Stored entries
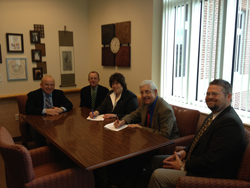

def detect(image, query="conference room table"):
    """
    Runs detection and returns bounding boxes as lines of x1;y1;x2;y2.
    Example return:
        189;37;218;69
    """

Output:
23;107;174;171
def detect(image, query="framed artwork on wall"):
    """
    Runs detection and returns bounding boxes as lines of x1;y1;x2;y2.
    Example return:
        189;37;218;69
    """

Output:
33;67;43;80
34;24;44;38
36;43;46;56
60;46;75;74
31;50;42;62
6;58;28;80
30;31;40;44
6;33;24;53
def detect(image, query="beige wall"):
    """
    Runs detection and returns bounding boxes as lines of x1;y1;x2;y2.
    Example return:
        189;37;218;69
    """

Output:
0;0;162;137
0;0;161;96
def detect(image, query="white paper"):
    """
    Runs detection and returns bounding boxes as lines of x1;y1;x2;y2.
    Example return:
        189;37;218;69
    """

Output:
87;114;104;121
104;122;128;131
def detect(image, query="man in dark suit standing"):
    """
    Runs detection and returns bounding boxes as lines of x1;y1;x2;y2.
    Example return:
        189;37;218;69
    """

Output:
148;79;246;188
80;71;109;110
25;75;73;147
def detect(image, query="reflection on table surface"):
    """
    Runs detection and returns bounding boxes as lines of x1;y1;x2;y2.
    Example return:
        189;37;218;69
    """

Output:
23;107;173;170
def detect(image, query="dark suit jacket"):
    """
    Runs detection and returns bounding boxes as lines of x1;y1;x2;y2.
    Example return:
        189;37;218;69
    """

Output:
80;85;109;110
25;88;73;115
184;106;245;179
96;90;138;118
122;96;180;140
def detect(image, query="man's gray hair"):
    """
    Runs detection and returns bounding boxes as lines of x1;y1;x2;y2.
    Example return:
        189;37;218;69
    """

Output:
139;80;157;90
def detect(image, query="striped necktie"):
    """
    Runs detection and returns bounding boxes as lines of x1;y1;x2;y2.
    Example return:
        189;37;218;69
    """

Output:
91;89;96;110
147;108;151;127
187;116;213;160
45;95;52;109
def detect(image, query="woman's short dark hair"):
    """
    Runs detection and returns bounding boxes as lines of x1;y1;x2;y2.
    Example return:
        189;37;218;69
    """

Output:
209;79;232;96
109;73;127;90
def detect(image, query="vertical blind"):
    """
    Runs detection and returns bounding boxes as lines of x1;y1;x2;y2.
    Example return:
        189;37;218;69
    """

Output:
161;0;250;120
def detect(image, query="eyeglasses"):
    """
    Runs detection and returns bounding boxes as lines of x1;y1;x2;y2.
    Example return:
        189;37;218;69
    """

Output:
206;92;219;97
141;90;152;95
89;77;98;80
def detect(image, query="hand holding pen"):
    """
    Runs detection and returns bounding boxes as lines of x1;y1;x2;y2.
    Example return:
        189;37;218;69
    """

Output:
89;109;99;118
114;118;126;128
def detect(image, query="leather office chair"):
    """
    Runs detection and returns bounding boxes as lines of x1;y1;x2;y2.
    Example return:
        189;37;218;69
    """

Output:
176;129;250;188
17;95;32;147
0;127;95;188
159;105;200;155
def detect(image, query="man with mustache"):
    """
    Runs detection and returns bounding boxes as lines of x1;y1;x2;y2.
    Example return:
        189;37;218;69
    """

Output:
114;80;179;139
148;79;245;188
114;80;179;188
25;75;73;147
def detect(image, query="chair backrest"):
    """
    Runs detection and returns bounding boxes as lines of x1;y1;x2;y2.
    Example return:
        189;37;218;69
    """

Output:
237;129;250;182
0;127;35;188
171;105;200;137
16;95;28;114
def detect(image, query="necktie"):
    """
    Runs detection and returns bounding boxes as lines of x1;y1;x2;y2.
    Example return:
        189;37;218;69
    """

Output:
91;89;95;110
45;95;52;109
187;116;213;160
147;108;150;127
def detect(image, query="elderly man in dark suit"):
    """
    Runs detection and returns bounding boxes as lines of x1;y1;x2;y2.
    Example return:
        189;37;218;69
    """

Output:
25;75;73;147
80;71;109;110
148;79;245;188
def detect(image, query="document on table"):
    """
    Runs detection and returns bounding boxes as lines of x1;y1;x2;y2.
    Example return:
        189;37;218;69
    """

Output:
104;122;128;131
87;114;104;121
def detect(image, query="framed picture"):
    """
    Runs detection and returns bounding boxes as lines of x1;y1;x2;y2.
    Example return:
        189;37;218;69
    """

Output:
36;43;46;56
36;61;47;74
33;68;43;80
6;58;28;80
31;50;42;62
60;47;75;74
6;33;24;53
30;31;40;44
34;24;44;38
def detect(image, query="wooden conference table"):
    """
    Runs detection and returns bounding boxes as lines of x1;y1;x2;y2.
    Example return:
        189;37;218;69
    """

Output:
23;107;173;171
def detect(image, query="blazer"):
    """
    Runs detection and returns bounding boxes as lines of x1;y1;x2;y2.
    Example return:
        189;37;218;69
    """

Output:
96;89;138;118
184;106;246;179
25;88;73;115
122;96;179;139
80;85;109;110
* * *
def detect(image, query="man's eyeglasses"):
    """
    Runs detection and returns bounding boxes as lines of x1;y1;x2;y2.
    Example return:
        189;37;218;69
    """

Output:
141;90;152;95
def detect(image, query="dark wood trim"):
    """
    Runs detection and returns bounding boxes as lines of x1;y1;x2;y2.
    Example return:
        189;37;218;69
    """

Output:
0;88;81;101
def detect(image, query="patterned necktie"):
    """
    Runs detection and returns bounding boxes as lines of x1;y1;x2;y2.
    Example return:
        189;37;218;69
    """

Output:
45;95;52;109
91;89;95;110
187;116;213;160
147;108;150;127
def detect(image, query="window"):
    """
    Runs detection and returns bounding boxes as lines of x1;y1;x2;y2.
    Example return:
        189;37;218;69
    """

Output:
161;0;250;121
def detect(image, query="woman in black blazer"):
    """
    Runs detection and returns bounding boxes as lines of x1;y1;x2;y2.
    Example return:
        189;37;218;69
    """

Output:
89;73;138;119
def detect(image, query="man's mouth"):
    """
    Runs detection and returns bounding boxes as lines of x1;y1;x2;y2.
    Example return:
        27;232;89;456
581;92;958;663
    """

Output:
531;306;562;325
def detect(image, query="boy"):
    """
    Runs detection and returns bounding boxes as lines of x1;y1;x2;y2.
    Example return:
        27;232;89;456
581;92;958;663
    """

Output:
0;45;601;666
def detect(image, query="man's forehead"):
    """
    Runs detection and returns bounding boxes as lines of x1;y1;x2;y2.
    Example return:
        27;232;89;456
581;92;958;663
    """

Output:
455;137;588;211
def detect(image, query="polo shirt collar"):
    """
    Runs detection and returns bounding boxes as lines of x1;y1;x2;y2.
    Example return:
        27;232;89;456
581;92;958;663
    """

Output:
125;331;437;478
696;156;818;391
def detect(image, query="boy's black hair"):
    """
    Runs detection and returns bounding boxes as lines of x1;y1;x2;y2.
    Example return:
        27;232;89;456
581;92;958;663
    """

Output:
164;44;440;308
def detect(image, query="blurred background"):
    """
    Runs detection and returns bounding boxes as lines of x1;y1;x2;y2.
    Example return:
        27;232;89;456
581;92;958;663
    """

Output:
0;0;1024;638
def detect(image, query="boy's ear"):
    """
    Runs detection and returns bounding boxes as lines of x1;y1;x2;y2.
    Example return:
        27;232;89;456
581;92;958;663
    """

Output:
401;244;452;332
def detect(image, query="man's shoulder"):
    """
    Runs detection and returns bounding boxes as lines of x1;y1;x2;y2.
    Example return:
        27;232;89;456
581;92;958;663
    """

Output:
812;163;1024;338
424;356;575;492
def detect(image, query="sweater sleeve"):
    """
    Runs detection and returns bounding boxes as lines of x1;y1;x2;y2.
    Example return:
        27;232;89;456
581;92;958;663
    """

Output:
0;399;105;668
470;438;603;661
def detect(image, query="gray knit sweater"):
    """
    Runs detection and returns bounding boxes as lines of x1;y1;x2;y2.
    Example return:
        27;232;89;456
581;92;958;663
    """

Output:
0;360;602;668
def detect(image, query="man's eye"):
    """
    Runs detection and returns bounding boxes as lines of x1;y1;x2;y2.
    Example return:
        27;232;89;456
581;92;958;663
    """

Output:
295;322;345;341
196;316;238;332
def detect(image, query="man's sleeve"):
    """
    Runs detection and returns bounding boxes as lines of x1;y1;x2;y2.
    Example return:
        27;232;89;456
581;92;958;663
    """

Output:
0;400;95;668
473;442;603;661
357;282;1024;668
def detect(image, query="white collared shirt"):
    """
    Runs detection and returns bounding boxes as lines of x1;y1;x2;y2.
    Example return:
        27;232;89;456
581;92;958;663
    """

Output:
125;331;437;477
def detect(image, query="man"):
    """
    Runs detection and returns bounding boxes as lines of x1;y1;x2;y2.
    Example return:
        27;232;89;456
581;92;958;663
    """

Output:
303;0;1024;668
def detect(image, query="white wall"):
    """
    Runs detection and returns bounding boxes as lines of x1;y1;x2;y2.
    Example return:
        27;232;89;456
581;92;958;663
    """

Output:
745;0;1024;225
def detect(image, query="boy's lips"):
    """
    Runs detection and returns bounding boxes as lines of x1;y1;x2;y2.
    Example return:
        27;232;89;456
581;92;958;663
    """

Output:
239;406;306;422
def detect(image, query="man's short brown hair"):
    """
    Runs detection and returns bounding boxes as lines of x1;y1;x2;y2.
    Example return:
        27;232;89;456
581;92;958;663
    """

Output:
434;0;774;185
---
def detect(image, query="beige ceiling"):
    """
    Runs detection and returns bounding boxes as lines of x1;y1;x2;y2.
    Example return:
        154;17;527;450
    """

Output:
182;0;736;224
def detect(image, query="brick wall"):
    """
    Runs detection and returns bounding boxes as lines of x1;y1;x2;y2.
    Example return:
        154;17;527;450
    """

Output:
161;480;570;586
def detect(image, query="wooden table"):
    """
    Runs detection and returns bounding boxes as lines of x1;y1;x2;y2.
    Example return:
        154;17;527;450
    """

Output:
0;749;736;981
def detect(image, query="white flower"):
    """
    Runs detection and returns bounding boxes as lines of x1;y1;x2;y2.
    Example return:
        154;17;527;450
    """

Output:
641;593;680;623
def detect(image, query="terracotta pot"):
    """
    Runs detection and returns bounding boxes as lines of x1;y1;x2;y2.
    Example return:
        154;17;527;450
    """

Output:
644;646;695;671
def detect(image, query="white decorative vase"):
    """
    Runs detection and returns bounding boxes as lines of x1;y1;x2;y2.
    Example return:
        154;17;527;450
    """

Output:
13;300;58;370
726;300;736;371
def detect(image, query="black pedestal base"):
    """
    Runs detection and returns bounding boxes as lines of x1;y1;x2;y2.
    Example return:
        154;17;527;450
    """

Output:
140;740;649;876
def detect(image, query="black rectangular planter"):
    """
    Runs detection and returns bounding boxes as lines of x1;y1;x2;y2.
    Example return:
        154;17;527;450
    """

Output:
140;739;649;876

▶ _Task brief_
Gather every line in the stored entries that contains the word "eyeglasses", and copy each one.

▶ _Response for this exercise_
def detect(image, query="eyeglasses"):
def detect(image, query="man's eyeglasses"):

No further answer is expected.